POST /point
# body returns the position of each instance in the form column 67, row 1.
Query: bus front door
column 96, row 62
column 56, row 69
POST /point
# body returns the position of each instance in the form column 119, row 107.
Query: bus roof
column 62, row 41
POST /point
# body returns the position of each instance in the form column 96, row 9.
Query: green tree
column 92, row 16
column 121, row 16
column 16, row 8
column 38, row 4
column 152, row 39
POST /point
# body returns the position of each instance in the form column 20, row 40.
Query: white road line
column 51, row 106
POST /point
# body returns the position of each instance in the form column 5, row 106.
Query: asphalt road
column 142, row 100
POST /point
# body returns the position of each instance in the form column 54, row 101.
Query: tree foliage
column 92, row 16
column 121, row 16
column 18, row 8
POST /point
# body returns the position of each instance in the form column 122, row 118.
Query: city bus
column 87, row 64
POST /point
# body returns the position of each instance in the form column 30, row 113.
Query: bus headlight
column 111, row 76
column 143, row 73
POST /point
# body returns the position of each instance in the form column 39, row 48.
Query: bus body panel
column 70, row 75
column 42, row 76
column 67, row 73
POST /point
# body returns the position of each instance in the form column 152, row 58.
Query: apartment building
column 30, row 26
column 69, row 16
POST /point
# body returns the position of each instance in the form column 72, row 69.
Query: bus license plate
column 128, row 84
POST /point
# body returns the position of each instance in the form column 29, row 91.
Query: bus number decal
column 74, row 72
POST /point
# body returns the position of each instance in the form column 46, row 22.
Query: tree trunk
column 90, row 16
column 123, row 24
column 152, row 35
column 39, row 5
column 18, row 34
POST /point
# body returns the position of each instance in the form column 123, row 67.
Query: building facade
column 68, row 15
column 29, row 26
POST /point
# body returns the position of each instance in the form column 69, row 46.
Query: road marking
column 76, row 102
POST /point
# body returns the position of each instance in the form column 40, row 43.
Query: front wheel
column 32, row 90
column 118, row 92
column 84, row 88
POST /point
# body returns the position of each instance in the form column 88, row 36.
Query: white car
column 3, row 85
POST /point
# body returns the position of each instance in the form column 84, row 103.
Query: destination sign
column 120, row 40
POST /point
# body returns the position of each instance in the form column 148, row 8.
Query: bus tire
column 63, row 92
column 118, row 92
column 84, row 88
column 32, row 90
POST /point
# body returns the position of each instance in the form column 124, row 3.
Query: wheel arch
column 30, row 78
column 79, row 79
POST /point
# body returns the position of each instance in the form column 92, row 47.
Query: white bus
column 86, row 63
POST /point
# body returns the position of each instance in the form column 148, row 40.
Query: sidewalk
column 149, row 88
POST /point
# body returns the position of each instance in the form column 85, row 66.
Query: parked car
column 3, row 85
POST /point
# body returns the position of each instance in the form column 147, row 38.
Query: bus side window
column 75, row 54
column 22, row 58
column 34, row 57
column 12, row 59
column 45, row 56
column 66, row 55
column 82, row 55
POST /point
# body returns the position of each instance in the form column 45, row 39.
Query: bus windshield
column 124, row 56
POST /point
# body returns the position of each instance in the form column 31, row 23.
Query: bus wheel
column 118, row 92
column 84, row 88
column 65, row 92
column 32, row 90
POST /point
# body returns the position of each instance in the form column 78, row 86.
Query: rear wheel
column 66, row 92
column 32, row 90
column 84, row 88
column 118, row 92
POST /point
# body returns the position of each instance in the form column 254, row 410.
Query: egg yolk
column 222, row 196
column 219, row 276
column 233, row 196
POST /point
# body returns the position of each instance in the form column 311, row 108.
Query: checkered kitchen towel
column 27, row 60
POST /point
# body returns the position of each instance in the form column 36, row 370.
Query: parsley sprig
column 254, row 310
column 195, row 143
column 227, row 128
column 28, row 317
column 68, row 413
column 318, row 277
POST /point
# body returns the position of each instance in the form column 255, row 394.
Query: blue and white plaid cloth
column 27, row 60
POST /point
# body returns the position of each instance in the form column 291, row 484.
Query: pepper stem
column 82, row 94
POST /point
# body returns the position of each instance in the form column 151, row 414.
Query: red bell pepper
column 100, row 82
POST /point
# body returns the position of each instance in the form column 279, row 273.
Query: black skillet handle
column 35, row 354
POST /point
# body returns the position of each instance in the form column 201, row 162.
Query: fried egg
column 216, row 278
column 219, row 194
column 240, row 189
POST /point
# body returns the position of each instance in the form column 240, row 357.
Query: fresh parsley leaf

-----

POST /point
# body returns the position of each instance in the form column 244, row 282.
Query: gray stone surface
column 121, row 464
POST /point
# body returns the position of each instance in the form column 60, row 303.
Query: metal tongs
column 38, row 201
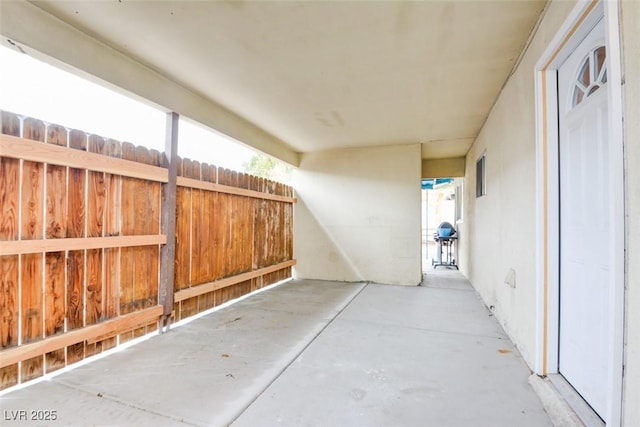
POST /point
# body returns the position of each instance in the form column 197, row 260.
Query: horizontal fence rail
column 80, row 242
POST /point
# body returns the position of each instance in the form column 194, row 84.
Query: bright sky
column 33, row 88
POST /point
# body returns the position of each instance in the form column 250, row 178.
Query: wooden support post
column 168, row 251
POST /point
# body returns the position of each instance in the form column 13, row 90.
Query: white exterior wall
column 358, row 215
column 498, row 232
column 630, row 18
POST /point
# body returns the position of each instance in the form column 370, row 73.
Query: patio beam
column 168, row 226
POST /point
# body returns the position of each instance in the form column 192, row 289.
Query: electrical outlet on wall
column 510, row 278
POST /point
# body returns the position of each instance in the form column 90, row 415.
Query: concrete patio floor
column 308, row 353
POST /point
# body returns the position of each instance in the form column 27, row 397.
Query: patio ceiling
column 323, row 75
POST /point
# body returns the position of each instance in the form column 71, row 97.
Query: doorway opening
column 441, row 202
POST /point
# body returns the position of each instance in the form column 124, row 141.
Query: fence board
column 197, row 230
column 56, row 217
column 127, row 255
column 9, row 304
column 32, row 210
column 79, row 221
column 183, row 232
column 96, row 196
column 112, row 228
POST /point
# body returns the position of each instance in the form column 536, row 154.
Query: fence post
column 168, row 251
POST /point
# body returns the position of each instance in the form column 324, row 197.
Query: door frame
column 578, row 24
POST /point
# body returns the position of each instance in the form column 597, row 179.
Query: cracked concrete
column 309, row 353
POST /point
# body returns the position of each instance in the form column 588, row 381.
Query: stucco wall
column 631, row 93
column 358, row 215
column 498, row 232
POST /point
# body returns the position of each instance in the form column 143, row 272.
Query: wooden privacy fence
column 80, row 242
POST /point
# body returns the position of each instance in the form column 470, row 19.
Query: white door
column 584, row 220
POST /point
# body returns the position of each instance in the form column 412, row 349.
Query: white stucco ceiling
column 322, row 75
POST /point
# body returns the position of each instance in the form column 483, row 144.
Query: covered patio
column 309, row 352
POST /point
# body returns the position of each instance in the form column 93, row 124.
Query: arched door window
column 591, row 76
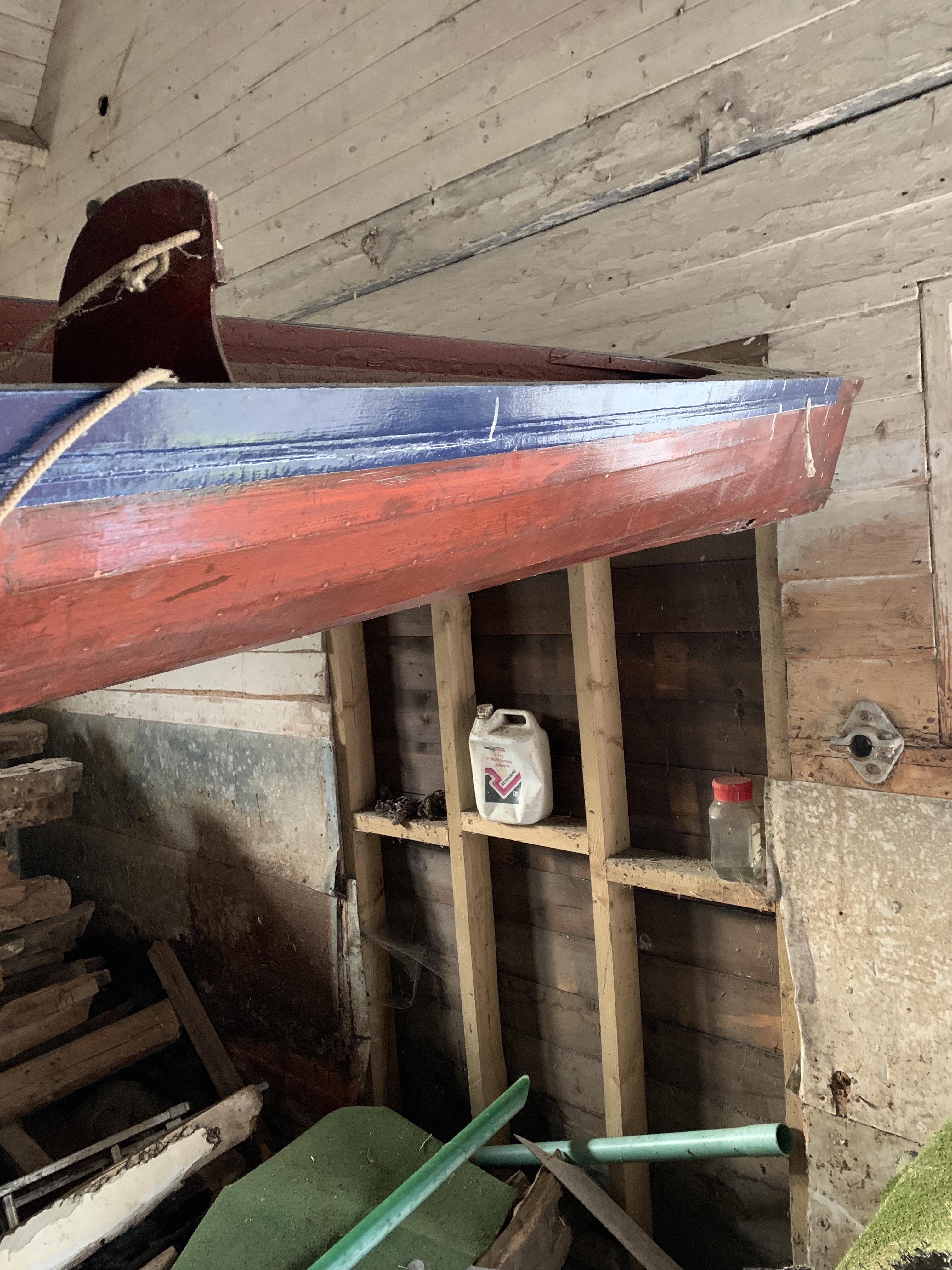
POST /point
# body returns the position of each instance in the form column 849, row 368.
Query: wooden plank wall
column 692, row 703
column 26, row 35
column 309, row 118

-----

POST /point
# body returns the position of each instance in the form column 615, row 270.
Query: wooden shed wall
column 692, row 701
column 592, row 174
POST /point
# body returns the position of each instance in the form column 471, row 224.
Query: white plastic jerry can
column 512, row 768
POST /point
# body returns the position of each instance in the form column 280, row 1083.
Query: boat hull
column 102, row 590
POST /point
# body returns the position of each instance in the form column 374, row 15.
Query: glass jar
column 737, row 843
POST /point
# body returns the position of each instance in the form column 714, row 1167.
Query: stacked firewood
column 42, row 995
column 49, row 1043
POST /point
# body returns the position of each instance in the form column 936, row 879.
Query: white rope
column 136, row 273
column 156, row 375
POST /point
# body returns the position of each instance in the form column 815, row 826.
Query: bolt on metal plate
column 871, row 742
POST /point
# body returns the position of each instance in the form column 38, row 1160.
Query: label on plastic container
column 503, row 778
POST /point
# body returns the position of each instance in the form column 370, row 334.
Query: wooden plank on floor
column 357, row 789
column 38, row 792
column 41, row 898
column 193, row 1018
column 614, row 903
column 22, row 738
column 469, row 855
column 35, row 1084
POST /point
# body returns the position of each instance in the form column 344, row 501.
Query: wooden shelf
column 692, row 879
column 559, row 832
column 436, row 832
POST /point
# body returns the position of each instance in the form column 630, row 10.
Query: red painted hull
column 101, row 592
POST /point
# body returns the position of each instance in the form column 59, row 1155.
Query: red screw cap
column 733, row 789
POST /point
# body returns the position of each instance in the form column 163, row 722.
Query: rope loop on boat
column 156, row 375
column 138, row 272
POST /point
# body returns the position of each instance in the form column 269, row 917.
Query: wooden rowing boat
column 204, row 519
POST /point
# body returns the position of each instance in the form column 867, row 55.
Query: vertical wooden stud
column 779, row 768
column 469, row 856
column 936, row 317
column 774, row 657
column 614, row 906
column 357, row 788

-----

§ **GIVEN TASK**
Collect every line from the records above that contains the string "hull". Case counts.

§ **SOLUTION BELOW**
Query: boat hull
Query: red painted hull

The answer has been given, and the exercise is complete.